## [MATERIAL SHOWN]
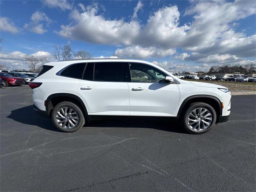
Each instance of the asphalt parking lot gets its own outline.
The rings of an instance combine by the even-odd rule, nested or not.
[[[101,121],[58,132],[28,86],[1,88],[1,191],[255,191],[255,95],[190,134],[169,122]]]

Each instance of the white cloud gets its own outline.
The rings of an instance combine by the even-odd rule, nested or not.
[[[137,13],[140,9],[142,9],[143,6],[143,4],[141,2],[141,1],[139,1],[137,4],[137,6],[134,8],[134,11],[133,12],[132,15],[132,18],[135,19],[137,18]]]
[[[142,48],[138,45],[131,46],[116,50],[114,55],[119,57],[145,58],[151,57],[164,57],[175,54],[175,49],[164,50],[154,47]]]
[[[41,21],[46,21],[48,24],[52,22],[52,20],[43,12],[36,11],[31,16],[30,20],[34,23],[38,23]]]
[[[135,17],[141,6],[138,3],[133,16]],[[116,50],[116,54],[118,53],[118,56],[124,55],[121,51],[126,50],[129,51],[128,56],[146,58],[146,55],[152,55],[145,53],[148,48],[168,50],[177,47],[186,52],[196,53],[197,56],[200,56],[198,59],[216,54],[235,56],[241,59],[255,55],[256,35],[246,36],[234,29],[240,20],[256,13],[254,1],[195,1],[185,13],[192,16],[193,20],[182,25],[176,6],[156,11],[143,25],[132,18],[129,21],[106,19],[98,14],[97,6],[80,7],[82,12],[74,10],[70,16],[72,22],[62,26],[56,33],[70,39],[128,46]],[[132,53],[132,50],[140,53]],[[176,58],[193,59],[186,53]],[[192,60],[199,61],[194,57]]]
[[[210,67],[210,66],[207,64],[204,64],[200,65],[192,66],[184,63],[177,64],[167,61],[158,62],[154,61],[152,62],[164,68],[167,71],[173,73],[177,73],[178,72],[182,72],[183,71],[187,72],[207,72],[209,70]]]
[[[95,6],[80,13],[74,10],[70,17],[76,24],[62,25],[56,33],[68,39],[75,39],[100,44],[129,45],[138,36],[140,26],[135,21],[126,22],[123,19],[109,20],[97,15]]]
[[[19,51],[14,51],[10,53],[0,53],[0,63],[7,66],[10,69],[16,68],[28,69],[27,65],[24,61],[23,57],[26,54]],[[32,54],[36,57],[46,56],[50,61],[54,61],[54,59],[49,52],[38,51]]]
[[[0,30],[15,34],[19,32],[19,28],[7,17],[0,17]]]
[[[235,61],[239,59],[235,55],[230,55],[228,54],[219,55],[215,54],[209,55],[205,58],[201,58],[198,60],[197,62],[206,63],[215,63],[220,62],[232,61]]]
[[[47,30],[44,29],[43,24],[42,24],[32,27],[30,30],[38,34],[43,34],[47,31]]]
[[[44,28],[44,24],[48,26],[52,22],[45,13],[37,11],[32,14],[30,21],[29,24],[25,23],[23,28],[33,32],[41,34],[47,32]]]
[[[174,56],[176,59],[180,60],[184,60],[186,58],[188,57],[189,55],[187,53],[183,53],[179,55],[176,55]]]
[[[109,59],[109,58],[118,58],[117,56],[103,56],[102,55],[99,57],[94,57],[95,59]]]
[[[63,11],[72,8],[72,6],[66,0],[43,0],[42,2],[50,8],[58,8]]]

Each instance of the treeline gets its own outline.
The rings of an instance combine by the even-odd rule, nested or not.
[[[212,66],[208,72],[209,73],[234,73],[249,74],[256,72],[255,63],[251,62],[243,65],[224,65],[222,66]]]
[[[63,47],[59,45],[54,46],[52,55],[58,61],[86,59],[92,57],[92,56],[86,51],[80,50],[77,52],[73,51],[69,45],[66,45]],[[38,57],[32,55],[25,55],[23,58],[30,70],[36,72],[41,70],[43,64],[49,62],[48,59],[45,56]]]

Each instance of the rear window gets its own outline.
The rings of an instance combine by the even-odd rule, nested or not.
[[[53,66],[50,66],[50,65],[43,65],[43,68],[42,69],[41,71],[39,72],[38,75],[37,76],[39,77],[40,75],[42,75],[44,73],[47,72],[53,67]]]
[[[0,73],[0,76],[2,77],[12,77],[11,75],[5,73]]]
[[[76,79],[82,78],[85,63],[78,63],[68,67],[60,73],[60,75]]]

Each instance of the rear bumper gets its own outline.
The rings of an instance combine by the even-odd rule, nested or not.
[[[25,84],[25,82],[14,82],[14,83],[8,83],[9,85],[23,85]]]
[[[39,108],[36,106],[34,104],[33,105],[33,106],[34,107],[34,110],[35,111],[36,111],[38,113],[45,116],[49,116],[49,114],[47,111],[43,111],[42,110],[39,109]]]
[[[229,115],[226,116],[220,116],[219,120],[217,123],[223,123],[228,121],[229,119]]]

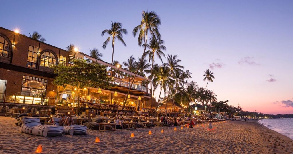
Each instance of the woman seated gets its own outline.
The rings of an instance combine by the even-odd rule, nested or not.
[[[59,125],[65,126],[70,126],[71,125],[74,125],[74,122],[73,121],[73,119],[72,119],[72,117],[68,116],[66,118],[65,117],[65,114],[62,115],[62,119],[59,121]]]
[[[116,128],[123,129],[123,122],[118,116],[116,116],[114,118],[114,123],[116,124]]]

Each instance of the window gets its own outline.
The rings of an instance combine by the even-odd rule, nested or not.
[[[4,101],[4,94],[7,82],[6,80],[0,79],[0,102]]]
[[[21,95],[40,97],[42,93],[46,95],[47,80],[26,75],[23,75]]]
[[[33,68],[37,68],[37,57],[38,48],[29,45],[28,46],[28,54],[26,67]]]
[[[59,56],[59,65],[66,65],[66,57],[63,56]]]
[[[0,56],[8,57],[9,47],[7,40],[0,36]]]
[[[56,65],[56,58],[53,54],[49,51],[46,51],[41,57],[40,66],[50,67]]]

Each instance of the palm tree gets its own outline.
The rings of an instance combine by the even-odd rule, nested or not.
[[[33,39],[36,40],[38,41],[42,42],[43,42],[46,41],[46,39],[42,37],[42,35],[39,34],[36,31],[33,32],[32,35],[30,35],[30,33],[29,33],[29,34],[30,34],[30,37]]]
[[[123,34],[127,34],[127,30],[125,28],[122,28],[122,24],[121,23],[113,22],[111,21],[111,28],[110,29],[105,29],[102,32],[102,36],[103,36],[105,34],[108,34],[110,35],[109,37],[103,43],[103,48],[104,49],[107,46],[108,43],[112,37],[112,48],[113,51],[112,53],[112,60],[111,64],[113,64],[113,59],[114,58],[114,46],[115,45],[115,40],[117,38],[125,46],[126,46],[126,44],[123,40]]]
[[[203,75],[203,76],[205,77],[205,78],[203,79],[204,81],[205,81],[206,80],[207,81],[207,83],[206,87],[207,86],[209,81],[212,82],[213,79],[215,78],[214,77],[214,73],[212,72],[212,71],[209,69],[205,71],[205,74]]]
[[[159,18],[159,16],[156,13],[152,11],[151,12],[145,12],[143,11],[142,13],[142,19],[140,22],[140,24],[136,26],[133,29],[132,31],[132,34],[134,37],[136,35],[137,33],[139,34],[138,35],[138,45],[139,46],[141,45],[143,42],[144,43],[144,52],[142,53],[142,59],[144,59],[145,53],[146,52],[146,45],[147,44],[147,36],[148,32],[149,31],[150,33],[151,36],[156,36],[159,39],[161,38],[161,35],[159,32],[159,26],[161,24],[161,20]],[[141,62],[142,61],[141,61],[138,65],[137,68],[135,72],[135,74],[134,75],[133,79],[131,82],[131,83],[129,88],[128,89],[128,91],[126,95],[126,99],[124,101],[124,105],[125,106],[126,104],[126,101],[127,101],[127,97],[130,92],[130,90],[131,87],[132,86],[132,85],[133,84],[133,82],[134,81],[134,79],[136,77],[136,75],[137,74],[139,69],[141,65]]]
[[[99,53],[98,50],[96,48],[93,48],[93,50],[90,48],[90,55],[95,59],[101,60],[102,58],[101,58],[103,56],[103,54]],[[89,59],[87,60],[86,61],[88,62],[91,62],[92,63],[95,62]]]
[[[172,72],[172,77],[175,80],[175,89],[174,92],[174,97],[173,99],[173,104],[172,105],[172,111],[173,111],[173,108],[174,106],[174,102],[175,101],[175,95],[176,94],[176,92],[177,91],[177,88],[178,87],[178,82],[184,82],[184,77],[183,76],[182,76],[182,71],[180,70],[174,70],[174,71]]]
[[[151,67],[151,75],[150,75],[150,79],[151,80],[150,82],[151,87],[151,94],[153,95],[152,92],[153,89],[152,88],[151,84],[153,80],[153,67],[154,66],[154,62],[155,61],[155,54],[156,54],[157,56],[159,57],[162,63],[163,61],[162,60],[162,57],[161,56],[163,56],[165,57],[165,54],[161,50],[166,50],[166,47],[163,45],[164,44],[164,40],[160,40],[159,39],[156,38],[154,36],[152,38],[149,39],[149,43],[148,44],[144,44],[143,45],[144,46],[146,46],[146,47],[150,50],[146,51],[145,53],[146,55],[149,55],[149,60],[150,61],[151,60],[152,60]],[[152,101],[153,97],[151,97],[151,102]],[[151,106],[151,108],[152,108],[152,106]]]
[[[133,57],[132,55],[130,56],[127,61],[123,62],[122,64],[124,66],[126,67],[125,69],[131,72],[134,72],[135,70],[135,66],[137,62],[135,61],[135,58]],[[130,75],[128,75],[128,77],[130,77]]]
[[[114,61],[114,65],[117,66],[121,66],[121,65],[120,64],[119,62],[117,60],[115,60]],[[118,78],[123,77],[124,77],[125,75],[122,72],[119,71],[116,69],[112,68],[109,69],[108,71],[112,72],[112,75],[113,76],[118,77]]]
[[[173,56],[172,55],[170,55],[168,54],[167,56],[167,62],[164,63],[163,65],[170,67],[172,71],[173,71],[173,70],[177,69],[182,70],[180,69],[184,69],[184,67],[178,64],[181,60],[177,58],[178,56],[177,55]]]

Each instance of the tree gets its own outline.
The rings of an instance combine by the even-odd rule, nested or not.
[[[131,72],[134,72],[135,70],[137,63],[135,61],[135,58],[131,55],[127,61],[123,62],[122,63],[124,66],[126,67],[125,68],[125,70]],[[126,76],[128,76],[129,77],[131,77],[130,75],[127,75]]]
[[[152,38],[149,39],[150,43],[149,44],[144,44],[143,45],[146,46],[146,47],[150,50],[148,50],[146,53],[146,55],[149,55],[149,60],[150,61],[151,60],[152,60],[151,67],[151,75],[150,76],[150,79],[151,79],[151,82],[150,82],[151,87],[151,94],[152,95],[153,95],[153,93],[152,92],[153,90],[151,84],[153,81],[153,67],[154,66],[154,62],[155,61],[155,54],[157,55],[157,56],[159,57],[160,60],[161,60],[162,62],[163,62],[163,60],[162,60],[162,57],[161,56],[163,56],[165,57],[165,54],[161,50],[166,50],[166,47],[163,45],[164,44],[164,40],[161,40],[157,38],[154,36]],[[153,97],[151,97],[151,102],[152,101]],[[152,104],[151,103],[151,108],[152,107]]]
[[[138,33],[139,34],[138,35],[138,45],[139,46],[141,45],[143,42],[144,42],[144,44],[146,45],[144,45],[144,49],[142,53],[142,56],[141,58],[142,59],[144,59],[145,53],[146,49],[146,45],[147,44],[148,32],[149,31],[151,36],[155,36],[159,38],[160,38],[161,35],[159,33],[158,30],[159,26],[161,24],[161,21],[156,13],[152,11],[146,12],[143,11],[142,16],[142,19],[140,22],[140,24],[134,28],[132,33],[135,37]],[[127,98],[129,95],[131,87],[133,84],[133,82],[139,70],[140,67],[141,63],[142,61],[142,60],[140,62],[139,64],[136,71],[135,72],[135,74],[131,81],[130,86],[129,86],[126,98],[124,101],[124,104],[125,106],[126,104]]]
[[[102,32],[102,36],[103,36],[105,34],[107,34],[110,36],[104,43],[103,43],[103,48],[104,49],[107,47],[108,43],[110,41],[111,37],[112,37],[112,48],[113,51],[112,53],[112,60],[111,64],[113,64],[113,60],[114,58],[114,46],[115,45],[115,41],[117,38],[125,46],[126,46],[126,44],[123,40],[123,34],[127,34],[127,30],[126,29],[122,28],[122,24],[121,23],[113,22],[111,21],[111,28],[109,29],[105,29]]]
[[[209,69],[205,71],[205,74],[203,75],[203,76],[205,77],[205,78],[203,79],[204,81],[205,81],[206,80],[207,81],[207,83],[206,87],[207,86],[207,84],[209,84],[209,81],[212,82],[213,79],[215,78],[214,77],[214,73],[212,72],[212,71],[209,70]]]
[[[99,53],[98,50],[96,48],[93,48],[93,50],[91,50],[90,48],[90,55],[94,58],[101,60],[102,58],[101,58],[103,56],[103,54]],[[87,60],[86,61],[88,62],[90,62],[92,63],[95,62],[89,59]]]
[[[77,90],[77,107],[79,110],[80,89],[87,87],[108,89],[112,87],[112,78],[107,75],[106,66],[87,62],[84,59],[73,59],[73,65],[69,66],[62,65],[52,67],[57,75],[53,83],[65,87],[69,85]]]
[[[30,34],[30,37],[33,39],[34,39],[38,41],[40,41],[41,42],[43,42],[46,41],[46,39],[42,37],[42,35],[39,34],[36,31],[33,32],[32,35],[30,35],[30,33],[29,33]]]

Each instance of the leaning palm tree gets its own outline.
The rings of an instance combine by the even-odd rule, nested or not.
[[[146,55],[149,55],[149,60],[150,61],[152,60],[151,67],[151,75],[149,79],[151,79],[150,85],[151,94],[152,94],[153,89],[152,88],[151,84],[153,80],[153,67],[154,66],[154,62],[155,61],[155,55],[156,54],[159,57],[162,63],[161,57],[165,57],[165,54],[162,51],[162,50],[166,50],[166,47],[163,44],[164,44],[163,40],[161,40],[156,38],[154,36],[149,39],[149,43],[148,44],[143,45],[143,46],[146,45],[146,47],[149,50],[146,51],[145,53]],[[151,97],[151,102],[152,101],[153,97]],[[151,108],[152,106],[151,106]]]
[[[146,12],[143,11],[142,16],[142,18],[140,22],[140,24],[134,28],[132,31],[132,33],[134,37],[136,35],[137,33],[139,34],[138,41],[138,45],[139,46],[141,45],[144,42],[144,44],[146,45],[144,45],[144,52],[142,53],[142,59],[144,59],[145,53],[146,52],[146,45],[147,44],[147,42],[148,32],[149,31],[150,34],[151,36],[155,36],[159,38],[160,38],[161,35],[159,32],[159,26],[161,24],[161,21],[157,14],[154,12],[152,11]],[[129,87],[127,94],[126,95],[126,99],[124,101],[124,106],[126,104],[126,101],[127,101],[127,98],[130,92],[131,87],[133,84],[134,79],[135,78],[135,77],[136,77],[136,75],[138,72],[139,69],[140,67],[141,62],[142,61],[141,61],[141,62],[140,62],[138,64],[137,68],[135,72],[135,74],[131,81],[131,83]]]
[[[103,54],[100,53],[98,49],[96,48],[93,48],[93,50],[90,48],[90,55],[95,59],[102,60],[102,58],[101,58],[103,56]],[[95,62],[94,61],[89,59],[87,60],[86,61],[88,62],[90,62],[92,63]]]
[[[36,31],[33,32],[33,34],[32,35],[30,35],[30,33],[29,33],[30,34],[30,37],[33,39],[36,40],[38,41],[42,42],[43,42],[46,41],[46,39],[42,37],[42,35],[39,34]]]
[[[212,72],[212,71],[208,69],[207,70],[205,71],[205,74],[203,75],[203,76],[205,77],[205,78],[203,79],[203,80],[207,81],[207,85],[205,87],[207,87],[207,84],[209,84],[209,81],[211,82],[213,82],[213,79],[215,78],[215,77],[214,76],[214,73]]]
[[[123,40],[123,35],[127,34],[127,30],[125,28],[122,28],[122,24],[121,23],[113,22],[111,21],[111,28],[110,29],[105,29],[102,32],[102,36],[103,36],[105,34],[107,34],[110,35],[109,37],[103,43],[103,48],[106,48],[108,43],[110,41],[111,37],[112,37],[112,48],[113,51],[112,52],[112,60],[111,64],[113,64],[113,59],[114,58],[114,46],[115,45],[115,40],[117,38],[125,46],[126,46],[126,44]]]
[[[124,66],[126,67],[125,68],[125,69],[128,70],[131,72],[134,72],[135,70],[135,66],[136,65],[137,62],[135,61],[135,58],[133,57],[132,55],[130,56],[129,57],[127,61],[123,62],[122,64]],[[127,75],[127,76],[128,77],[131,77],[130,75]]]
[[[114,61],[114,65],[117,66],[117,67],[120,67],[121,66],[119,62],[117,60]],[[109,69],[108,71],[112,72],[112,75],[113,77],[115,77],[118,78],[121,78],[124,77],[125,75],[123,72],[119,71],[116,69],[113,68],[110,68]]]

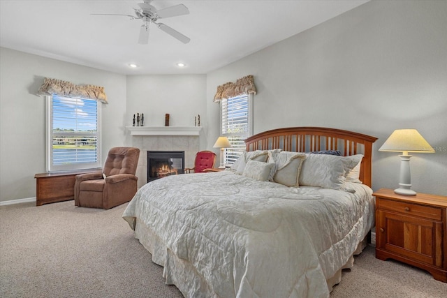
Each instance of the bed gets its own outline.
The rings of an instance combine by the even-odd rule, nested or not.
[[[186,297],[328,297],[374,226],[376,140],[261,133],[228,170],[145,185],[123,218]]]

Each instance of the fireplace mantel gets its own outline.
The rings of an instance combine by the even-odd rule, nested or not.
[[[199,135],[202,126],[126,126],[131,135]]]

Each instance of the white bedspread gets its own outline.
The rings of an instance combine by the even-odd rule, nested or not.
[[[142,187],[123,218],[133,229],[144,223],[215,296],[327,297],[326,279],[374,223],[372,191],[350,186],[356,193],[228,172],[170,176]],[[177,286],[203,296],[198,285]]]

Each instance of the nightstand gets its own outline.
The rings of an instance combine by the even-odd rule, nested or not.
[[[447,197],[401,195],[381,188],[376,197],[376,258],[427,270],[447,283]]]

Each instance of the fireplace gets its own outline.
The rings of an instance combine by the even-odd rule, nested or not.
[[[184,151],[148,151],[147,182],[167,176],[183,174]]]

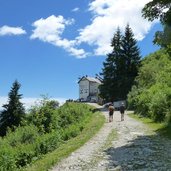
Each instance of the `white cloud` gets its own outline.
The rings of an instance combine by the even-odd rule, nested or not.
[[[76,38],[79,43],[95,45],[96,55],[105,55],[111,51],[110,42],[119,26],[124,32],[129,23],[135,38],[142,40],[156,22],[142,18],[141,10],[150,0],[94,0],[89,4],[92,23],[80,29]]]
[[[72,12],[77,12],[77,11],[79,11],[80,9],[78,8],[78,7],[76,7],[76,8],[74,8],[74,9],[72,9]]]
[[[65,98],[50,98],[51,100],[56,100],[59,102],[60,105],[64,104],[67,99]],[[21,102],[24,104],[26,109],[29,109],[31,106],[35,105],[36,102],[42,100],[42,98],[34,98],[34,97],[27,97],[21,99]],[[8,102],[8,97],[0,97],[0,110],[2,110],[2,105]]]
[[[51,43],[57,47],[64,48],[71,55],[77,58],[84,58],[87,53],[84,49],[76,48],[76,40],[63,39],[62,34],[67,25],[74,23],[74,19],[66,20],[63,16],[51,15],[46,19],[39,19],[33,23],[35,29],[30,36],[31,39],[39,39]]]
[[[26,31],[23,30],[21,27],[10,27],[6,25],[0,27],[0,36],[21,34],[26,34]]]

## [WORK INSTRUCTIONS]
Switch "rear window" to "back window" in the items starting at the line containing "Each instance of the treeline" and ending at the line containing "[[[76,79],[82,78],[85,63],[78,63],[68,67],[60,73],[60,75]]]". Reproduce only those lines, with nothing else altered.

## [THE OUTPUT]
Each instance of the treeline gets its own outline.
The rings of an instance combine by the even-odd rule, nested or not.
[[[212,66],[208,72],[209,73],[234,73],[249,74],[256,72],[255,63],[251,62],[243,65],[224,65],[222,66]]]
[[[63,47],[59,45],[54,46],[52,55],[58,61],[86,59],[92,57],[92,56],[86,51],[80,50],[77,52],[73,51],[69,45],[66,45]],[[38,57],[32,55],[25,55],[23,58],[30,70],[36,72],[41,70],[43,64],[49,62],[48,59],[45,56]]]

Each instance of the back window gets its own outline.
The rings of an instance combine by the even-odd rule, nested or not.
[[[53,66],[50,66],[50,65],[43,65],[43,68],[42,69],[41,71],[39,72],[38,75],[37,76],[39,77],[40,75],[42,75],[44,73],[47,72],[53,67]]]
[[[0,73],[0,76],[2,77],[12,77],[11,75],[5,73]]]
[[[76,79],[82,78],[85,63],[78,63],[68,67],[60,73],[60,75]]]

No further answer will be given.